▸ **Records shown**:
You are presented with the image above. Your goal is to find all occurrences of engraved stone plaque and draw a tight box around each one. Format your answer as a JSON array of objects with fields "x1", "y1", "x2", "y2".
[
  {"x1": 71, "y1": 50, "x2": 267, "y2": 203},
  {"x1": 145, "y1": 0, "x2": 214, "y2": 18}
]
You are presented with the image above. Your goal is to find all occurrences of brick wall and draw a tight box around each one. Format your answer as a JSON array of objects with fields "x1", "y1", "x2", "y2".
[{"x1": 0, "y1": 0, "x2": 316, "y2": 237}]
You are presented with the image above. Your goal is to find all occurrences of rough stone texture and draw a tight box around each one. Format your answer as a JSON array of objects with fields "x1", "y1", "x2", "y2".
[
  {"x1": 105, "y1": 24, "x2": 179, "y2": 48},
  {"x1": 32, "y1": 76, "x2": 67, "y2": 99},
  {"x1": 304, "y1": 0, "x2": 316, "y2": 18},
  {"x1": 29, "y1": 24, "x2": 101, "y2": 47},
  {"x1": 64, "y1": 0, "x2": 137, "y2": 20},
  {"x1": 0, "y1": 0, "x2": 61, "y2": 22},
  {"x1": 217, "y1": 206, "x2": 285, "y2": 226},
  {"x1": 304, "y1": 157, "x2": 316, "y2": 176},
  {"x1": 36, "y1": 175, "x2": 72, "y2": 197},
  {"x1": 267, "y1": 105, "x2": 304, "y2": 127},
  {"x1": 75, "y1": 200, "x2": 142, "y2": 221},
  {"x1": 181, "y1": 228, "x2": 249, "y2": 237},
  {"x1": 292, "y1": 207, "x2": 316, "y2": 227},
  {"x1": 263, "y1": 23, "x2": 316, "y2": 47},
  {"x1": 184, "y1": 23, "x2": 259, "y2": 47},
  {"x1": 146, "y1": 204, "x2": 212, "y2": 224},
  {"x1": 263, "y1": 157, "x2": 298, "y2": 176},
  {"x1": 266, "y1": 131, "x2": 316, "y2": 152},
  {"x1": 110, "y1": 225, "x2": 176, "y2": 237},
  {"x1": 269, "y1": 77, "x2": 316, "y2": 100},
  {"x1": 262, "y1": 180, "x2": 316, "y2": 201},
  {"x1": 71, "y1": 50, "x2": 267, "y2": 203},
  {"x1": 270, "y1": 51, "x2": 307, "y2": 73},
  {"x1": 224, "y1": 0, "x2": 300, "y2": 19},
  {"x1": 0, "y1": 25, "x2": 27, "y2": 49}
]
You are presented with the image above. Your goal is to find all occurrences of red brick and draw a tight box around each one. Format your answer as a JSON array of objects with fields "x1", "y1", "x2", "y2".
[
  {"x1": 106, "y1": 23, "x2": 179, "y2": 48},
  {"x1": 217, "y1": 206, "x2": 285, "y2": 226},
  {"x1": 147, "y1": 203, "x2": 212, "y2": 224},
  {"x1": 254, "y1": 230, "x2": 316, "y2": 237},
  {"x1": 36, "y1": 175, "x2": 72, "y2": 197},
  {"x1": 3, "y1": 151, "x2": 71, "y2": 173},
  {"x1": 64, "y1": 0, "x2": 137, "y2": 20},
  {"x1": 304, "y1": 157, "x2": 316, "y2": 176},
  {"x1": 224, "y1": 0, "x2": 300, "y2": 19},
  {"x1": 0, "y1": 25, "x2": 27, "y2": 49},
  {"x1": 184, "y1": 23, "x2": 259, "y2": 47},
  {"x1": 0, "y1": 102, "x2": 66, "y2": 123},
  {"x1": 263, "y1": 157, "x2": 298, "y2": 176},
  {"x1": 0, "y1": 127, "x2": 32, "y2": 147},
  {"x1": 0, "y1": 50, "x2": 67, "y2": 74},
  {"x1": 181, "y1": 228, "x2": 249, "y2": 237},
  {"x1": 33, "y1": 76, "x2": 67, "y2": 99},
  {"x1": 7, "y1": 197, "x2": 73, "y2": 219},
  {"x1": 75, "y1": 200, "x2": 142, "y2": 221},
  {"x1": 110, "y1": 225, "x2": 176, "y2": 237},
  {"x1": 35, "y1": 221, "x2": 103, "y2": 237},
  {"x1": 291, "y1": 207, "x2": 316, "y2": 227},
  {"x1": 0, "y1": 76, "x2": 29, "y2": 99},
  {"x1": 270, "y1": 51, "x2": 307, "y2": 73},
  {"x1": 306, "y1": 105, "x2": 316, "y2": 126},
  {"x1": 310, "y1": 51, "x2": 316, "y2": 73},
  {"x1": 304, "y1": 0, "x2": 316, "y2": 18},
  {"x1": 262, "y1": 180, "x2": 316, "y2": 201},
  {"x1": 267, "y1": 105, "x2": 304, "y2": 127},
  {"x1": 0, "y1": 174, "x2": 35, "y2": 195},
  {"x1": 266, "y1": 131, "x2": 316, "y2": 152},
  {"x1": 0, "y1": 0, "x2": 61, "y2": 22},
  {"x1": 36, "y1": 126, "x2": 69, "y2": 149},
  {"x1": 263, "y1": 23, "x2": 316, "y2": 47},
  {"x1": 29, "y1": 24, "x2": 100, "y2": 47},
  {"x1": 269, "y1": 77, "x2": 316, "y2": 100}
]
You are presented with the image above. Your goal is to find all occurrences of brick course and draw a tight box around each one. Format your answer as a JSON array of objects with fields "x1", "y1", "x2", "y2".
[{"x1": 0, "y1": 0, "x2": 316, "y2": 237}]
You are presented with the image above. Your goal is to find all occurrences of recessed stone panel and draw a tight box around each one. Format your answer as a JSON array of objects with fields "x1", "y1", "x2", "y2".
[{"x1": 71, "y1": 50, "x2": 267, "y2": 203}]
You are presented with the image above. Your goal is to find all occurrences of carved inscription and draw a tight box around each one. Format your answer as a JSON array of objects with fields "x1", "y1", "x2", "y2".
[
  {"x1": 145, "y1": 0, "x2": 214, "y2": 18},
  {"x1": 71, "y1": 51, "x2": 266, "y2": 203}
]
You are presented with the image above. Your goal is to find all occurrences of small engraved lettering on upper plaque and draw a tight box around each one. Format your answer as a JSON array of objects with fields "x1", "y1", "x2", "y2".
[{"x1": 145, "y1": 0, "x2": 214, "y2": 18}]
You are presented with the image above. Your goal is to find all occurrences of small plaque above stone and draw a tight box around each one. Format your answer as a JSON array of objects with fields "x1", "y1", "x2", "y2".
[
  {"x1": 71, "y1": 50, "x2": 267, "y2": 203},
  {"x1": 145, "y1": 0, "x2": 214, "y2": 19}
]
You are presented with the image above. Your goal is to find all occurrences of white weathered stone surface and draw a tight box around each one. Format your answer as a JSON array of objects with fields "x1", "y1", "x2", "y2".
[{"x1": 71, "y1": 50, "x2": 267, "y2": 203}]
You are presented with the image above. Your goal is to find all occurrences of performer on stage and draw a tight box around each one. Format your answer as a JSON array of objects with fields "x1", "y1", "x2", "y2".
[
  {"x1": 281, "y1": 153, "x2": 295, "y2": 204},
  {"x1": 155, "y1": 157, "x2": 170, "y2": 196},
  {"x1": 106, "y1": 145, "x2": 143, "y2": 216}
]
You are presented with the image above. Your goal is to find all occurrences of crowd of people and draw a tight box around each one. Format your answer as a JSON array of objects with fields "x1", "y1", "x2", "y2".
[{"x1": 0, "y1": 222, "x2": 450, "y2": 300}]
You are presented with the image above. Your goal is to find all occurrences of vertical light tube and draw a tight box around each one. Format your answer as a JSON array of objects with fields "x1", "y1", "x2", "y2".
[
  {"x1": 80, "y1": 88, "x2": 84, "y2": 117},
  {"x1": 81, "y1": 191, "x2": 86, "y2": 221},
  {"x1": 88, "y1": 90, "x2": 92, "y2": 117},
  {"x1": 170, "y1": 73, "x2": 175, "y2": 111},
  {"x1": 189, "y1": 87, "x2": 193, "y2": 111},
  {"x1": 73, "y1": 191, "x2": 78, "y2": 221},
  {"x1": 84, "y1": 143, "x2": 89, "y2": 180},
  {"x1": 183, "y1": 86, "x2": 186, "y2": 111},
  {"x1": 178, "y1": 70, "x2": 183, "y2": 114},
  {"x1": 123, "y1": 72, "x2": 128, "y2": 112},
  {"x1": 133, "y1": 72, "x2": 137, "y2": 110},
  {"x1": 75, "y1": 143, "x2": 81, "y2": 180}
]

--

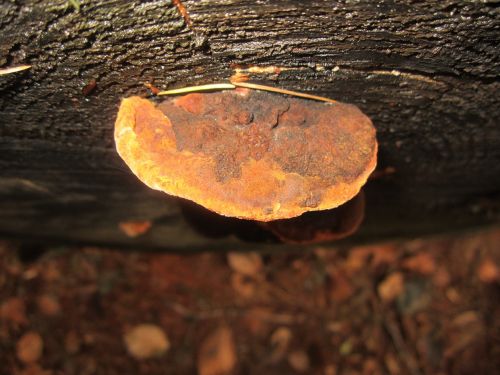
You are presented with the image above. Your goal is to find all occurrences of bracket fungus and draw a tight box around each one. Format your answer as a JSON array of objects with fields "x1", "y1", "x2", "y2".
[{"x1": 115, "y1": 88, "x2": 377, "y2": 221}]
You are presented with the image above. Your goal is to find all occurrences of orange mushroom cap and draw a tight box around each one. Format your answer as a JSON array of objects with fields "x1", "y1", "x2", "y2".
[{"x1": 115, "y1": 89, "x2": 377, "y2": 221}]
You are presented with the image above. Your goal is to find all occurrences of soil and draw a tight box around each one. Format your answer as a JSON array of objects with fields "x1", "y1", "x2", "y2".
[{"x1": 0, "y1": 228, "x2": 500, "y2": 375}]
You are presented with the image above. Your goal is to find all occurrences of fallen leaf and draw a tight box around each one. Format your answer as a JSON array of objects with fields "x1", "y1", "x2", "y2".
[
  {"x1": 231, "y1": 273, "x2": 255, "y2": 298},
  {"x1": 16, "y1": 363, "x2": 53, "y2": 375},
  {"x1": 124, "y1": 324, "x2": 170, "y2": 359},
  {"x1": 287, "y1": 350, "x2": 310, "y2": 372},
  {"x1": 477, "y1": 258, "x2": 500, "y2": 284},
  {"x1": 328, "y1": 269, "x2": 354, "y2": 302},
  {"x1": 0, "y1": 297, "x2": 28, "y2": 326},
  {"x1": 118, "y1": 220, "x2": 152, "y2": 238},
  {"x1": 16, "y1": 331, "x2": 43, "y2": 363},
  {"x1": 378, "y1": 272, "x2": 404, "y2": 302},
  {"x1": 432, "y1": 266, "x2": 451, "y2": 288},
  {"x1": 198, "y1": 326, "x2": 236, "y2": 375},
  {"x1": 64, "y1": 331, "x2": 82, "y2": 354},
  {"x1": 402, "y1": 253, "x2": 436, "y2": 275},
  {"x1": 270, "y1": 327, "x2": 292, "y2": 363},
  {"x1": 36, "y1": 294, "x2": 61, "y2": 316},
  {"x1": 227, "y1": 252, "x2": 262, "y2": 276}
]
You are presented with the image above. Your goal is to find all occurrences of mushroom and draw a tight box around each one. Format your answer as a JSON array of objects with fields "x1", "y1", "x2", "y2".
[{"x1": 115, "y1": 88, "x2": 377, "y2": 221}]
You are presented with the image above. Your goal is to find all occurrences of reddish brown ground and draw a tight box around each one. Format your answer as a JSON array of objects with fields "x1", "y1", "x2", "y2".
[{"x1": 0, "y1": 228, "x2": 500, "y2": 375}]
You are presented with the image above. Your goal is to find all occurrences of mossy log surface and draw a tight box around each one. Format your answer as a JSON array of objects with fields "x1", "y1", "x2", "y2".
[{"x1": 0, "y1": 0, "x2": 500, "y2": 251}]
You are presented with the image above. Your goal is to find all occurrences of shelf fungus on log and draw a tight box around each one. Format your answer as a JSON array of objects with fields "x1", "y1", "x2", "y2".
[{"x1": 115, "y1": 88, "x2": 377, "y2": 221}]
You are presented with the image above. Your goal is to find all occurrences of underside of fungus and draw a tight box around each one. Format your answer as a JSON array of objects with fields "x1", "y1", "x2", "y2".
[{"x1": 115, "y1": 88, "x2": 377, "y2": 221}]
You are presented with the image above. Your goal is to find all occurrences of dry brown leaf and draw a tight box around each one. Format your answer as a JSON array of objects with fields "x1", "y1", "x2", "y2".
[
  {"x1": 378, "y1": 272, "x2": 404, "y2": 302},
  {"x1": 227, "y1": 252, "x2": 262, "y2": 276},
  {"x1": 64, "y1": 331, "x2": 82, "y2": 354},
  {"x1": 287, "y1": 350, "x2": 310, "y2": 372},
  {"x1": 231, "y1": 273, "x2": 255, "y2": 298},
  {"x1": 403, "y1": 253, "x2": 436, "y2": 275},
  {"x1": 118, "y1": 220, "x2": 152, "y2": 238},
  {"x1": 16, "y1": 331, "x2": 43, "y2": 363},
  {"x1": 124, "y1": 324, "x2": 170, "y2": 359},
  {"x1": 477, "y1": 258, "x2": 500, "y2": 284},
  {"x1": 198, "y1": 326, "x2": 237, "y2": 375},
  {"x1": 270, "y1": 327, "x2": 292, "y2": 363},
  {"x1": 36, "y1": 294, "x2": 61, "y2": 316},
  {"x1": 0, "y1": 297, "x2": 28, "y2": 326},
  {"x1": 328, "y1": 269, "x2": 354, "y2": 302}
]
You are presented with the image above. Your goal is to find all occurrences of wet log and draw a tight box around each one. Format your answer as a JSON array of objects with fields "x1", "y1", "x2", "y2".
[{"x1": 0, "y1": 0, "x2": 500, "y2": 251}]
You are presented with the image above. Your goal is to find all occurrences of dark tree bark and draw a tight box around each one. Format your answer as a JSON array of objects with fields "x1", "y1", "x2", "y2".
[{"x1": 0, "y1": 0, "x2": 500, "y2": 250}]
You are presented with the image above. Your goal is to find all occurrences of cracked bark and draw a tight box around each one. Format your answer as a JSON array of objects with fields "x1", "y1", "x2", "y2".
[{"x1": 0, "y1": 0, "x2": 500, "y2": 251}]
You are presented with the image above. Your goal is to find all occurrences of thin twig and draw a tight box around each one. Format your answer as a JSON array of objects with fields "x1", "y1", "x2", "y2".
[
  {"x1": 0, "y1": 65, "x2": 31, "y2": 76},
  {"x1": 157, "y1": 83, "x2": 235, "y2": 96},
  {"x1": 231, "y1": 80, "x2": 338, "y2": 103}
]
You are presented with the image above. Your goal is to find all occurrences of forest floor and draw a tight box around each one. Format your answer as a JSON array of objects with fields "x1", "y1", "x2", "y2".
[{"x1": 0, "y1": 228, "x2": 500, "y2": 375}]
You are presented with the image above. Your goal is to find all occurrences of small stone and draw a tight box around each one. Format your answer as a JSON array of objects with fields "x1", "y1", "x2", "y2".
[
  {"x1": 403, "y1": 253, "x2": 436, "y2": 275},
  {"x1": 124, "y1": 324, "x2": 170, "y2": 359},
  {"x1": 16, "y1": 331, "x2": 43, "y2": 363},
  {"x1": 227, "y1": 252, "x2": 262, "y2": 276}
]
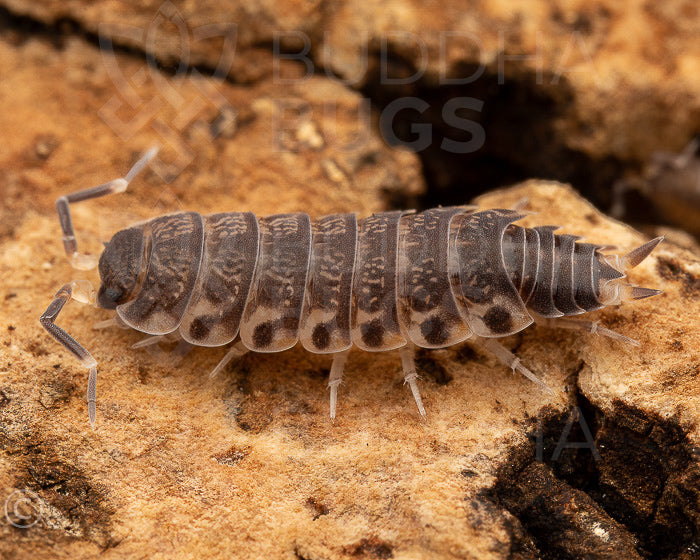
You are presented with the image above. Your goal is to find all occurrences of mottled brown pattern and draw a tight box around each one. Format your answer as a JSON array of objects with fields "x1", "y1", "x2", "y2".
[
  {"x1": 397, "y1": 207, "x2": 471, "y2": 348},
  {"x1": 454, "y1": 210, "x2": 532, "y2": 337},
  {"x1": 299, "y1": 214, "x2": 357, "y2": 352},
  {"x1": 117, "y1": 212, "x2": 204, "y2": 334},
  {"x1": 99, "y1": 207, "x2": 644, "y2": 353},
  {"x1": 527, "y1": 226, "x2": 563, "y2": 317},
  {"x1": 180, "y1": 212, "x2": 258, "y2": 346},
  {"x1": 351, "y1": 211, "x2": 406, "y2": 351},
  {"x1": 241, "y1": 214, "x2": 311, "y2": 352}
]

---

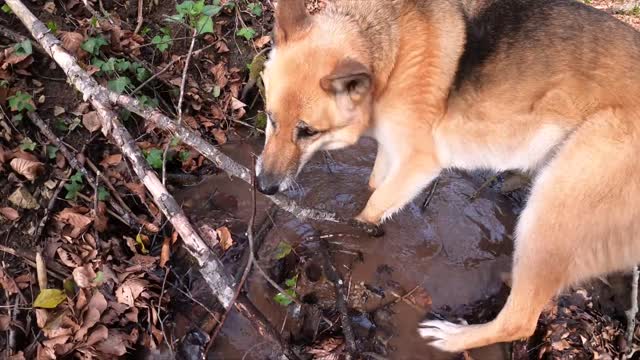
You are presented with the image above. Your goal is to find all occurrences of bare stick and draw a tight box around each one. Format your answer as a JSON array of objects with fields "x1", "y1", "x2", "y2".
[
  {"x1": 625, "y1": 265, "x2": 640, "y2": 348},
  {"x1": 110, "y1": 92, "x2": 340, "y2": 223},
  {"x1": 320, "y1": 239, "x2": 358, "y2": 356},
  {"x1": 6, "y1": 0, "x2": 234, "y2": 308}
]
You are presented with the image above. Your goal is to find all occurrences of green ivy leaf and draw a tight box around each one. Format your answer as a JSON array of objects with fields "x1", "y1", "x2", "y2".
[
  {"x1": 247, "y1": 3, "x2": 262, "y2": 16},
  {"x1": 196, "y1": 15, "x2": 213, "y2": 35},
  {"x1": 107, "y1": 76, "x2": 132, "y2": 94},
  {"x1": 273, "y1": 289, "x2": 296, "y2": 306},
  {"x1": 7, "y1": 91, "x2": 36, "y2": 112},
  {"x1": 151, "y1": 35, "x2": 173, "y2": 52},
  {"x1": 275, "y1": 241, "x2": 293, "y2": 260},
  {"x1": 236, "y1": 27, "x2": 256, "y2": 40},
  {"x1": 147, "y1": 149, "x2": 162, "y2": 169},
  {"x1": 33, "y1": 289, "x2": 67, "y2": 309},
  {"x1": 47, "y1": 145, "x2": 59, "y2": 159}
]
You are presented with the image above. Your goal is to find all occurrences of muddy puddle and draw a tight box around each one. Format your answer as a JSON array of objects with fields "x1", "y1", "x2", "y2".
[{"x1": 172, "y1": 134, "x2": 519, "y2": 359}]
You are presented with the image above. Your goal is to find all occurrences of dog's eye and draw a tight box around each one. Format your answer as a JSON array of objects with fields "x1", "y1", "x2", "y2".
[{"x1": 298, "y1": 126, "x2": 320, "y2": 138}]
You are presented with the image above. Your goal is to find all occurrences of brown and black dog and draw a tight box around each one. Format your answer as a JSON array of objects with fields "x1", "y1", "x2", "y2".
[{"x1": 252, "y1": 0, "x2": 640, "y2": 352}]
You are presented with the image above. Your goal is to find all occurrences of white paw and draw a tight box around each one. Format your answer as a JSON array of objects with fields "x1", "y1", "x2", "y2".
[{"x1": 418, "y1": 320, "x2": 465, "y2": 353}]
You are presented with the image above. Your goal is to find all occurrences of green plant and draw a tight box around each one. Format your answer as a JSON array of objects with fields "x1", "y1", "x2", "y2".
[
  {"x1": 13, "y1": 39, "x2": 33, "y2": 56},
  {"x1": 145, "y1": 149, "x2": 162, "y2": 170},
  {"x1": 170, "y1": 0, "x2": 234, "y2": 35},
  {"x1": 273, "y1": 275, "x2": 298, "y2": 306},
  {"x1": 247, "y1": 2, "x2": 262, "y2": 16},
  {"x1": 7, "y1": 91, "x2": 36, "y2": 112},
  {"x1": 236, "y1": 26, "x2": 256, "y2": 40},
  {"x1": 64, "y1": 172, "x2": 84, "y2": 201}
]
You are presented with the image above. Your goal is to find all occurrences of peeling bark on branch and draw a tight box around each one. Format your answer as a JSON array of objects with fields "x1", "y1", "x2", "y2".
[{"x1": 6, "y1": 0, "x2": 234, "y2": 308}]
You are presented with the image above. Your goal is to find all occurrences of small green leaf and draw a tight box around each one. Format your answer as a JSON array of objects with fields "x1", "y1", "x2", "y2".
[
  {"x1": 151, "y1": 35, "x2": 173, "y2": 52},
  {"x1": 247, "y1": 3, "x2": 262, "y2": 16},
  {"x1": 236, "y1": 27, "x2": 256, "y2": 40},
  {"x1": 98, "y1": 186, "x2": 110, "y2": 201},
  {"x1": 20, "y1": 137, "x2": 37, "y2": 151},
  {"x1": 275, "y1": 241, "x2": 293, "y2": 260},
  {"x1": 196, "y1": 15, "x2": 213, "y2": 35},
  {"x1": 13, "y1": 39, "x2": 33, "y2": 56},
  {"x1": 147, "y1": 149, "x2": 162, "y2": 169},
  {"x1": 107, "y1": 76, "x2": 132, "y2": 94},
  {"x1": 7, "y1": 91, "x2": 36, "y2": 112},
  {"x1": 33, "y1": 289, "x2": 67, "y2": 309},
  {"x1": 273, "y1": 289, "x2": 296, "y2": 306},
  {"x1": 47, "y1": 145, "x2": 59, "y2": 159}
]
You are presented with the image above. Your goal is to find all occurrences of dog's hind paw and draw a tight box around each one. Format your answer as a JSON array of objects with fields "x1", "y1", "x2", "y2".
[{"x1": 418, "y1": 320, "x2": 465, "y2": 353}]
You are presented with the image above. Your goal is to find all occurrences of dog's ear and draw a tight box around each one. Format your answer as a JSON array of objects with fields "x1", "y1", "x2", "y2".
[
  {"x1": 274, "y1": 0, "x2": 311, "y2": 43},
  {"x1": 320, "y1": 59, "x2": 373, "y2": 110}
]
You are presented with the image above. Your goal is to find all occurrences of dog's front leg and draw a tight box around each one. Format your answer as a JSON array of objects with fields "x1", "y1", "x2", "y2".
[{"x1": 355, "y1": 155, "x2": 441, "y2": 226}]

▸ **What is being asked**:
Which of the lines above contain the string "white", matching case exactly? Extract each of those lines in full.

▸ **Solution to the exercise**:
You are presented with the image above. Your goal is to find all occurrences of white weathered stone surface and draw a tight box around each one. Format your answer as a JSON array of objects with fields "x1", "y1", "x2", "y2".
You are presented with the image above. Your goal is to find all occurrences of white paw and draw a tight box around each one. Format your answer as a JSON array of objects with fields "x1", "y1", "x2", "y2".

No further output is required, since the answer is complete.